QUOTED PASSAGE:

Tuesday, July 22, 2014

Buffy Rewatch: In Your Eyes

Season 4's storyline gets boring with "The I in Team" and "Goodbye Iowa", but then an old friend visits in "This Year's Girl" and "Who Are You".


"You're not going to kill these people."
"Why not?"
"Because it's wrong."


Watching these four episodes (two pairs of episodes, really) back to back just serves to highlight how uninteresting the main arc of season 4 has become. By the end of "Goodbye Iowa", Maggie Walsh is dead, at the hand of Adam, her Frankenstein's Monster-like creation. The Initiative is in disarray, Riley is completely disillusioned, Adam is on the loose and attempting to recruit assorted demons for his army or whatever, and frankly, no one cares.

PROVIDED MATERIAL:
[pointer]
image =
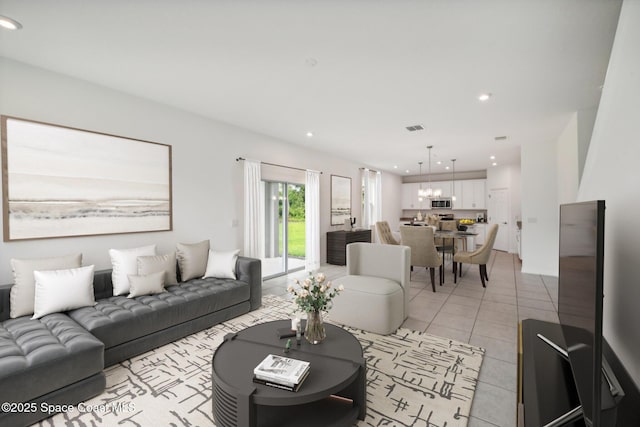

PROBLEMS AND TASKS:
a) Condense the paragraph of the Buffy rewatch post above the listing that begins "Watching these four episodes" into a short bulleted list that keeps its main facts.
b) Carry on the Buffy rewatch post from above the listing, beginning right after its final sentence.

EXERCISE RESPONSES:
a)
- Watching the four episodes (really two pairs) back to back shows how uninteresting season 4's main arc has become.
- By the end of "Goodbye Iowa," Maggie Walsh is dead, killed by Adam, her Frankenstein's Monster-like creation.
- The Initiative is in disarray, and Riley is completely disillusioned.
- Adam is on the loose and trying to recruit demons for his army.
- Frankly, no one cares.

b)
Looking back on it 14 years later, it's not that the Initiative storyline was a bad idea - it makes sense that the world broadens as Buffy and Willow go to college, and government-sponsored demon researchers seems like an appropriate development. It's just that, for whatever reasons, the big showdown just isn't as personal as it was in previous seasons. If you look at the core foursome of the series (Buffy, Willow, Xander, Giles), season 4 is about how they have to redefine their relationships as two of them go off to college and the other two feel left behind. (I remember feeling that Giles and Xander had become very minor characters when this season first aired; they seem less extraneous now, watching the episodes much closer together.)

There were things I liked in "The I in Team", particularly Buffy's constant questioning of Professor Walsh. Of course Buffy's going to have an issue with such regimented authority. But I think Walsh's attempt to have Buffy killed happened far too quickly and without nearly enough motivation. Though I do like Buffy's speech after she survived the attack. "Goodbye Iowa" is pretty much an anonymous shrug of an episode - when the central tension is where Riley's loyalties may lie, well, that's problematic.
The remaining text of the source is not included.